Copy out, word for word, the lines of the entries from the one containing "task: segment the green baseball cap" through the one containing "M294 40L294 46L314", including both of those lines.

— START OF Provided data —

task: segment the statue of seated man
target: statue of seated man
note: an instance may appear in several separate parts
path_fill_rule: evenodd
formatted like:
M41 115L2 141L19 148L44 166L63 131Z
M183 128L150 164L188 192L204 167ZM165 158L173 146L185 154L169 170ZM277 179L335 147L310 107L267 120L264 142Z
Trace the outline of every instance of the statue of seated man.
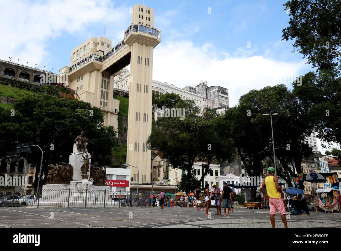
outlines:
M80 133L80 135L78 135L76 139L73 141L74 143L77 143L77 150L78 152L87 152L86 137L84 136L84 132L83 131Z

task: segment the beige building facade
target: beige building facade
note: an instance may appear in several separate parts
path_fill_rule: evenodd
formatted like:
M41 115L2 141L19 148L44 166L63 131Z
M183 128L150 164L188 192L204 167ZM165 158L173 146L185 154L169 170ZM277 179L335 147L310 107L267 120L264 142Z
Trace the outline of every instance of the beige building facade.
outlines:
M113 46L104 37L91 38L72 50L70 66L59 70L77 98L100 108L105 125L117 129L119 102L113 98L114 78L130 65L127 163L138 168L140 183L151 181L146 141L151 129L153 49L161 41L161 31L153 26L154 10L136 4L123 40ZM129 168L135 177L132 185L137 172Z

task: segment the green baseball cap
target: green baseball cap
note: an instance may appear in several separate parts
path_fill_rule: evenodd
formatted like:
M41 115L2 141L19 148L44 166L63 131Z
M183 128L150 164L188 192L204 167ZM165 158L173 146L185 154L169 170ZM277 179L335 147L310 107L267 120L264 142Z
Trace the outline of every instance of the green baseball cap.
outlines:
M275 169L273 167L272 167L272 166L270 166L270 167L268 168L268 171L269 171L269 172L272 172L275 171Z

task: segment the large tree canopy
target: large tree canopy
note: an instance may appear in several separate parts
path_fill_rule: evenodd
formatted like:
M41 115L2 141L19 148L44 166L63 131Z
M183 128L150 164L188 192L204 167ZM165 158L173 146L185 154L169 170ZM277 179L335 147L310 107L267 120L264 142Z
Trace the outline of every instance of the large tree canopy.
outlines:
M341 76L338 70L308 72L293 92L309 107L317 137L341 145ZM341 156L340 156L341 157Z
M227 110L226 126L231 128L249 176L260 175L266 157L273 162L270 118L263 115L273 111L279 114L272 117L275 153L281 164L277 167L278 175L291 184L293 168L300 172L302 158L311 153L304 142L312 128L308 108L285 86L279 85L252 90L240 97L237 106Z
M42 172L47 175L49 164L68 162L73 140L83 130L87 139L88 151L94 152L92 161L100 165L111 164L116 132L113 127L103 126L103 115L99 109L83 101L44 94L18 99L14 107L14 116L11 116L10 111L0 108L2 156L6 152L15 151L18 143L32 142L44 152ZM34 184L36 187L41 152L32 147L30 152L21 154L38 168ZM45 181L46 178L45 175Z
M294 40L294 46L314 67L330 69L339 64L341 1L290 0L283 6L290 18L282 40Z

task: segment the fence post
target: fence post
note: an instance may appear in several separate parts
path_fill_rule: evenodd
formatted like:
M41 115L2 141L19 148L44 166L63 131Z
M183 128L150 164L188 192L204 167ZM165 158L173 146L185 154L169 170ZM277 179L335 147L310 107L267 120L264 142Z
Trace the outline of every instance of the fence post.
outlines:
M106 192L106 189L104 189L104 207L105 207L105 192Z
M71 187L69 188L69 198L68 198L68 207L69 208L69 204L70 203L70 190L71 189Z
M86 207L86 199L88 196L88 189L87 188L85 190L85 206L84 207Z
M39 185L39 184L38 184ZM38 187L38 205L37 207L39 207L39 201L40 200L40 187Z

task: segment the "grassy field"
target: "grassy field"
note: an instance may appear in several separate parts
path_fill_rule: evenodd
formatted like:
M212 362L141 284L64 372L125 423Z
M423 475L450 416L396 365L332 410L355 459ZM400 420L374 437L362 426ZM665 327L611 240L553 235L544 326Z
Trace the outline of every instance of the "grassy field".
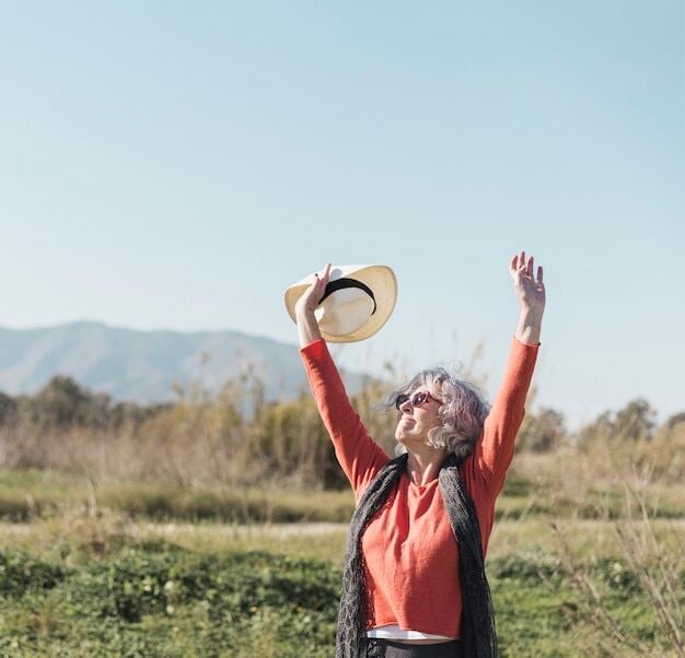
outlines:
M680 487L579 483L580 504L522 467L488 555L502 654L682 656ZM347 492L28 470L0 501L2 656L333 655Z

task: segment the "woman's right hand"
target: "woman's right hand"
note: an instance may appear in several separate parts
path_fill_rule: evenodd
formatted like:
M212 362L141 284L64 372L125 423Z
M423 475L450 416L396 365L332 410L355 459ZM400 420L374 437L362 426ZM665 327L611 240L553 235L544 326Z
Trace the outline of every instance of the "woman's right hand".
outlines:
M298 322L301 348L321 339L321 331L318 330L318 322L314 317L314 310L324 296L329 275L330 263L327 262L321 272L314 274L314 283L304 291L295 303L295 321Z

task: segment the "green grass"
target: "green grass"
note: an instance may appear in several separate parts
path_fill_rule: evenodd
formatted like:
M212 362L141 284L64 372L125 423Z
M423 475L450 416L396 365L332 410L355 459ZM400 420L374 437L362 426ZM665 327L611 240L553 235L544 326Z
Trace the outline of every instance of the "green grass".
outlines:
M511 553L488 568L503 656L637 655L588 623L554 554ZM666 655L637 575L616 560L591 571L620 631ZM8 549L0 655L332 656L339 578L326 560L160 540L129 538L77 566Z
M510 478L488 553L503 656L672 655L617 533L632 521L606 512L617 490L595 493L604 514L550 509ZM0 473L8 498L26 512L0 522L0 656L333 655L348 492L91 487L20 471ZM653 516L682 609L685 515Z

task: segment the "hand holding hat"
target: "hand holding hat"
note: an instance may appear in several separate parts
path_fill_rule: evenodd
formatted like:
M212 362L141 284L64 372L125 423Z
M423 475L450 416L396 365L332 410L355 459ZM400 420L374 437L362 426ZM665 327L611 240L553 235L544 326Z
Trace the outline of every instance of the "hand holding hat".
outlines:
M316 307L322 301L326 292L326 284L330 275L330 263L327 262L322 270L321 274L314 272L314 283L310 285L302 296L295 302L294 315L295 318L303 313L315 313Z
M293 321L300 325L313 314L321 336L329 342L355 342L373 336L390 318L396 299L395 274L380 265L328 263L321 273L286 291L286 307Z

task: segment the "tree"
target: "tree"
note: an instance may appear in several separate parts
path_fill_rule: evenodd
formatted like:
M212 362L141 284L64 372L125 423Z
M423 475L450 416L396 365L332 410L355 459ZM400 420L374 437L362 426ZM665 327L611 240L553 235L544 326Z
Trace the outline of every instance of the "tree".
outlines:
M516 448L547 453L556 448L565 436L564 414L555 409L542 408L538 413L526 416L516 439Z

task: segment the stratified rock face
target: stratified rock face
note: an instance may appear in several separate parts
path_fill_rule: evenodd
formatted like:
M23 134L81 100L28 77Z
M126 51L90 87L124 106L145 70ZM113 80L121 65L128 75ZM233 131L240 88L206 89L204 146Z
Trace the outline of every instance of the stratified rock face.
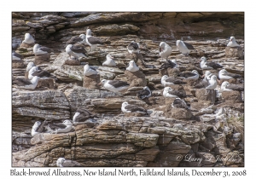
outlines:
M243 50L241 46L238 47L226 47L225 49L226 57L238 57L239 59L243 58Z
M13 166L51 167L55 166L60 157L84 167L244 166L244 102L241 100L243 91L221 94L195 89L200 80L183 79L184 84L170 85L186 94L183 100L190 105L188 111L172 107L175 98L162 95L164 86L160 83L164 74L177 78L180 72L193 70L197 70L201 78L205 71L201 69L198 60L206 56L208 61L221 64L229 72L241 75L242 78L230 79L230 83L243 84L244 60L240 55L244 51L244 13L12 14L13 43L21 43L24 34L29 32L35 36L37 43L54 50L46 58L34 56L33 44L21 44L15 51L25 58L23 66L13 65L14 79L27 78L29 62L50 72L51 77L40 79L33 90L13 86ZM233 23L236 26L227 26ZM88 27L93 36L102 40L102 44L93 52L85 44L86 56L69 61L65 51L67 41L85 34ZM226 54L225 38L231 34L241 49L232 49ZM189 43L196 50L189 55L181 55L176 46L177 39ZM127 46L131 41L140 43L139 53L128 52ZM177 68L159 71L166 62L159 55L161 41L167 41L172 47L168 60L175 59ZM102 66L108 54L113 56L116 66ZM132 60L140 68L139 74L131 75L125 71ZM88 80L84 77L86 63L98 72L95 78ZM218 70L210 71L218 76ZM113 93L97 88L102 79L122 80L131 85L124 93ZM139 100L137 93L146 85L152 95ZM219 88L220 84L215 90ZM124 101L143 107L148 116L124 113ZM78 108L88 110L94 118L75 124L69 133L41 133L32 137L32 127L36 121L72 120ZM234 159L220 161L220 158Z

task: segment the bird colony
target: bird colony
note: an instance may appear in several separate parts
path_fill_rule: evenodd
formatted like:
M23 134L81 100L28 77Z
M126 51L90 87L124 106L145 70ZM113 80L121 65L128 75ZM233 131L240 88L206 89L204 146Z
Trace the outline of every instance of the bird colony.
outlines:
M118 114L115 115L127 118L165 117L173 118L177 116L175 115L175 113L180 113L177 117L180 117L179 119L202 122L203 120L196 115L196 113L199 113L202 107L193 106L193 101L199 101L201 98L205 99L208 103L204 105L204 109L215 106L217 107L216 112L218 112L221 107L218 107L218 105L225 101L223 94L236 91L235 95L238 95L243 99L242 75L229 72L221 62L214 62L207 55L201 56L193 44L182 40L177 40L176 46L171 45L168 42L159 43L159 49L154 49L158 55L159 66L152 65L148 61L143 60L144 54L141 51L143 50L143 48L145 49L145 45L136 40L126 44L127 55L133 57L126 64L117 62L118 56L115 56L114 54L104 55L106 61L101 66L92 65L90 61L82 62L89 53L104 52L104 49L101 49L104 40L93 36L92 32L93 29L87 29L86 34L73 37L67 41L64 50L68 58L66 59L66 62L69 61L70 64L78 64L78 66L83 66L84 88L108 91L109 96L107 96L106 99L109 101L112 99L119 99L119 101L115 101L119 105ZM32 47L36 59L41 61L46 59L45 61L47 61L50 55L56 53L46 47L47 45L42 46L36 43L37 39L32 34L25 34L22 43ZM230 37L226 46L236 48L239 44L234 37ZM19 48L20 44L13 44L13 64L24 64L24 56L16 52ZM173 48L178 50L177 55L181 56L179 60L173 58L173 55L170 58L173 53ZM187 58L189 56L196 58L197 62L190 62ZM195 66L194 69L189 71L184 67L180 68L182 66L181 61ZM67 62L66 66L68 66ZM102 67L108 68L109 72L118 71L119 72L120 71L120 74L123 72L123 75L114 78L106 78L102 75L100 69ZM49 68L48 70L44 68L44 65L37 65L35 61L26 63L24 78L13 76L13 88L19 89L19 90L44 90L38 88L39 82L41 87L45 85L44 81L56 84L59 80L56 75ZM154 80L147 78L147 74L150 71L158 72L158 74L154 76L156 84L158 83L157 85L154 85ZM146 75L145 72L148 72ZM56 90L56 87L51 90ZM126 101L126 98L124 98L126 95L136 101ZM159 97L163 99L161 104L154 103L154 99L159 99ZM142 102L134 102L137 101ZM162 112L162 113L154 116L156 112ZM182 116L185 117L182 118ZM31 130L31 136L35 137L43 133L49 135L69 133L74 131L75 127L79 124L94 124L99 118L104 118L104 115L93 113L91 108L87 108L86 105L84 105L77 107L72 118L72 119L65 119L61 123L51 120L51 118L35 121ZM69 163L73 166L79 166L79 163L68 162L64 158L56 160L56 166L70 166Z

— END OF Provided data —

> [Written solution]:
task: segment the green baseball cap
target: green baseball cap
note: an instance may appear in several separate parts
path_fill_rule: evenodd
formatted like:
M41 115L2 141L19 148L44 166L63 131Z
M183 128L150 164L188 192L204 167ZM165 158L173 146L185 154L169 170ZM277 179L335 147L310 107L267 120L264 142Z
Trace the outline of every instance of the green baseball cap.
outlines:
M275 169L273 167L272 167L272 166L270 166L270 167L268 168L268 171L269 171L269 172L272 172L275 171Z

task: segment the large tree canopy
target: large tree canopy
note: an instance may appear in several separate parts
path_fill_rule: evenodd
formatted like:
M41 115L2 141L19 148L44 166L63 131Z
M183 128L150 164L188 192L204 167ZM165 158L173 146L185 154L169 170ZM277 179L335 147L310 107L267 120L264 142Z
Trace the outline of every instance of the large tree canopy.
outlines:
M341 76L338 70L308 72L293 92L309 107L317 137L341 145ZM341 156L340 156L341 157Z
M227 110L226 126L231 128L249 176L260 175L266 157L273 162L270 118L263 115L273 111L279 114L272 117L275 153L281 164L277 167L278 175L291 184L293 168L300 172L302 158L311 153L304 142L312 128L308 108L285 86L279 85L252 90L240 97L237 106Z
M42 172L47 175L49 164L68 162L73 140L83 130L87 139L88 151L94 152L92 161L100 165L111 164L116 132L113 127L103 126L103 115L99 109L83 101L44 94L18 99L14 107L14 116L11 116L10 111L0 108L2 156L6 152L15 151L18 143L32 142L44 152ZM34 184L36 187L41 152L32 147L30 152L21 154L38 168ZM45 181L46 178L45 175Z
M294 40L294 46L314 67L330 69L339 64L341 1L290 0L283 6L290 18L282 40Z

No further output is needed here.